Reproduce the lines of the records below word for word, leaving out the pictures.

** START OF Listed entries **

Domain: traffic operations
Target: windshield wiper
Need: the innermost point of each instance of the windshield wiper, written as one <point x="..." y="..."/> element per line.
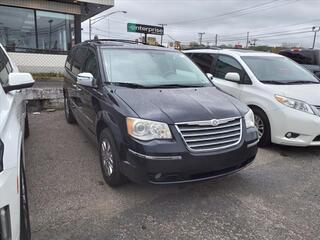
<point x="273" y="82"/>
<point x="302" y="82"/>
<point x="128" y="84"/>
<point x="175" y="86"/>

** END OF Listed entries **

Complete response —
Domain: traffic operations
Target: windshield wiper
Need: the innermost point of each instance of the windshield wiper, written as one <point x="..." y="..."/> element per line.
<point x="273" y="82"/>
<point x="302" y="82"/>
<point x="128" y="84"/>
<point x="175" y="86"/>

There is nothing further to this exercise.